» ÉNONCÉ 1: Relevez toutes les entrées de localisation et reproduisez chacune de leurs lignes à l'identique.

··· EXTRAIT SOURCE

Le système continental donna aux fabriques une forte impulsion, mais il fallait du temps pour opérer quelque changement considérable. Aussi, à la date de 1812, on ne comptait encore que 265 usines de toute nature, tant grandes que petites, pour la production des étoffes de coton et de laine, en face d’une population de plus de 50.000.000 âmes. La guerre terminée, cependant, il s’opéra un changement dans le sens opposé. L’empereur Alexandre — formé, en matière d’économie politique, aux enseignements de M. Storch, qui avait une grande foi dans l’omnipotence du négoce — résolut d’appliquer à l’administration de l’empire ce qu’il avait appris dans le cabinet ; le résultat fut très-désastreux[1]. Survint

  1. L’avantage qui résulte pour le cultivateur et l’ouvrier industriel de la combinaison d’action avait été, dès cette époque, pleinement apprécié par quelques-uns des sujets de l’empereur. Voici une citation qui le prouvera.

······
··· DONNÉES EXTRAITES

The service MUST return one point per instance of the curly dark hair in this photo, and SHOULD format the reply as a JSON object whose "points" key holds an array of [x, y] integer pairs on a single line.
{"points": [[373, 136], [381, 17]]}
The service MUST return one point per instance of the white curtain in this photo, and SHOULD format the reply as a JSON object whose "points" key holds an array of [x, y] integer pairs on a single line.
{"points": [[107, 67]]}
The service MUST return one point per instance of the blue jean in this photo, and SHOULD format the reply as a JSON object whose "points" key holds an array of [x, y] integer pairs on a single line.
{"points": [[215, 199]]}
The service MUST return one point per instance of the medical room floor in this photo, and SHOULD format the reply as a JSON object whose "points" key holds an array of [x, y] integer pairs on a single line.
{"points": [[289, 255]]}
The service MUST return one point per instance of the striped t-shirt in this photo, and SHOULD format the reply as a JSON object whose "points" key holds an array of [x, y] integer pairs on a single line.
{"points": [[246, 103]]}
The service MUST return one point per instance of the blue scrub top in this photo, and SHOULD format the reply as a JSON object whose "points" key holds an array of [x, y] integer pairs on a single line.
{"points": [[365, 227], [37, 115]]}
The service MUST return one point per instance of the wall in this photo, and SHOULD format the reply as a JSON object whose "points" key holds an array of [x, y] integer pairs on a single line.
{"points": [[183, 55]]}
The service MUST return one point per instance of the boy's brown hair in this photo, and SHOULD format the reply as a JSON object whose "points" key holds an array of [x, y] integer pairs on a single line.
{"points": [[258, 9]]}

······

» ÉNONCÉ 2:
Répondez aux questions suivantes d'après l'extrait source.
(a) Combien d'usines comptait-on en 1812 pour la production des étoffes de coton et de laine ?
(b) Auprès de qui l'empereur Alexandre avait-il été formé en matière d'économie politique ?
(c) Selon la note, par qui l'avantage de la combinaison d'action avait-il été pleinement apprécié dès cette époque ?

» RÉSULTAT FINAL 1:
The service MUST return one point per instance of the curly dark hair in this photo, and SHOULD format the reply as a JSON object whose "points" key holds an array of [x, y] integer pairs on a single line.
{"points": [[373, 136], [381, 17]]}
The service MUST return one point per instance of the white curtain in this photo, and SHOULD format the reply as a JSON object whose "points" key holds an array of [x, y] integer pairs on a single line.
{"points": [[107, 67]]}
The service MUST return one point per instance of the blue jean in this photo, and SHOULD format the reply as a JSON object whose "points" key holds an array of [x, y] integer pairs on a single line.
{"points": [[215, 199]]}
The service MUST return one point per instance of the medical room floor in this photo, and SHOULD format the reply as a JSON object whose "points" key holds an array of [x, y] integer pairs on a single line.
{"points": [[289, 255]]}
The service MUST return one point per instance of the striped t-shirt in this photo, and SHOULD format the reply as a JSON object whose "points" key holds an array of [x, y] integer pairs on a single line.
{"points": [[246, 103]]}
The service MUST return one point per instance of the blue scrub top in this photo, and SHOULD format the reply as a JSON object whose "points" key holds an array of [x, y] integer pairs on a single line.
{"points": [[365, 227], [37, 115]]}
The service MUST return one point per instance of the wall in this photo, and SHOULD format the reply as a JSON object whose "points" key holds an array of [x, y] integer pairs on a single line.
{"points": [[183, 55]]}
The service MUST return one point per instance of the boy's brown hair in this photo, and SHOULD format the reply as a JSON object whose "points" key holds an array of [x, y] integer pairs on a single line.
{"points": [[258, 9]]}

» RÉSULTAT FINAL 2:
(a) On comptait 265 usines de toute nature, grandes et petites.
(b) Il avait été formé aux enseignements de M. Storch.
(c) Cet avantage avait été pleinement apprécié par quelques-uns des sujets de l'empereur.